§ DATA LISTING:
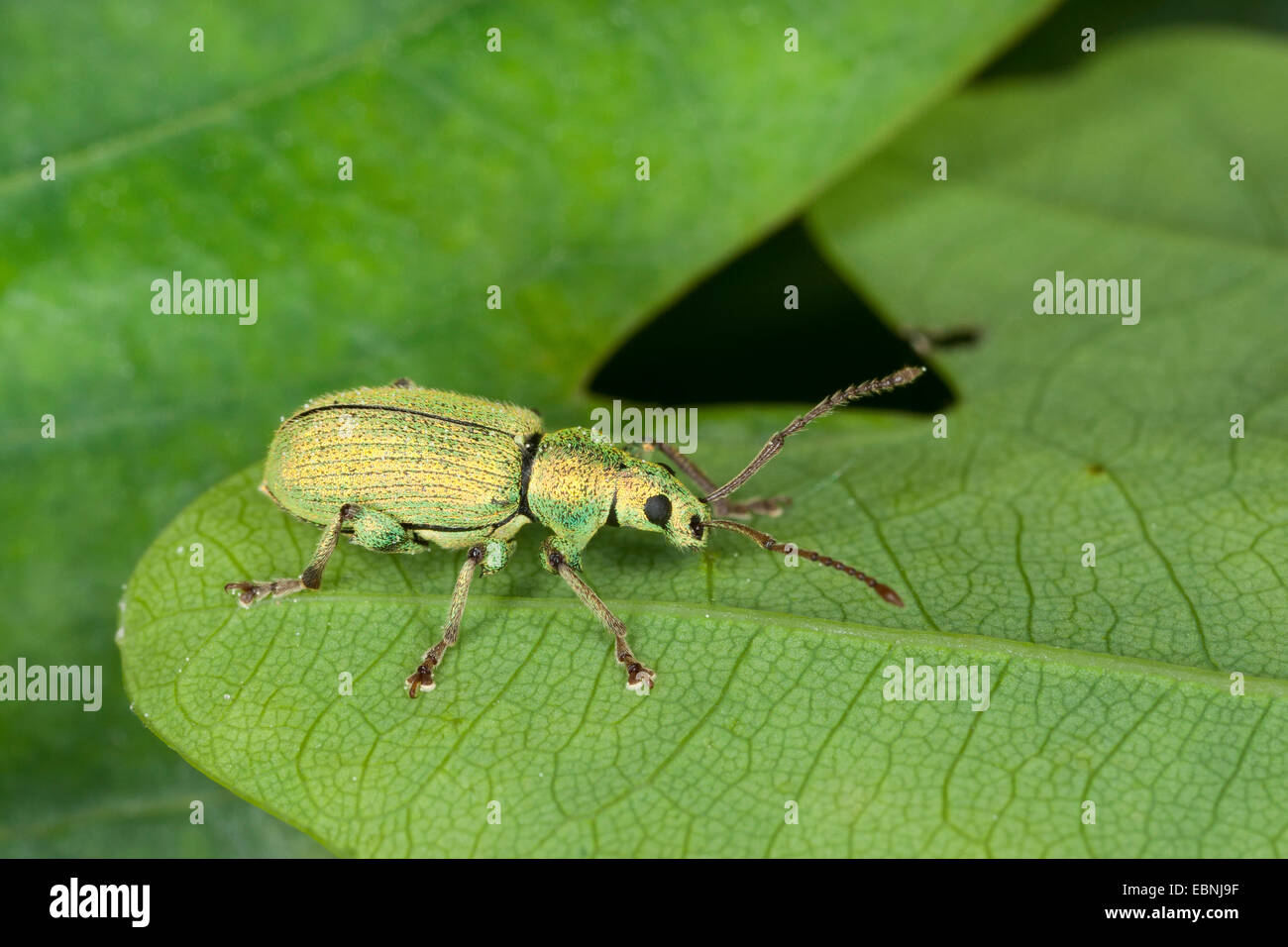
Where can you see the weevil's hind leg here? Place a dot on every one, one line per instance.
(771, 506)
(373, 530)
(638, 677)
(250, 592)
(490, 556)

§ AIM OF THE EXERCISE: Render the text of the entries above as a JSON list of strings, with one string for each line and blank lines omitted. Exclude the pictures.

§ SOLUTION FOR THIS TASK:
[
  "Where can you see the weevil's hind leg here? Place a dot on every one, one line per instance.",
  "(771, 506)",
  "(373, 530)",
  "(638, 677)",
  "(250, 592)",
  "(490, 556)"
]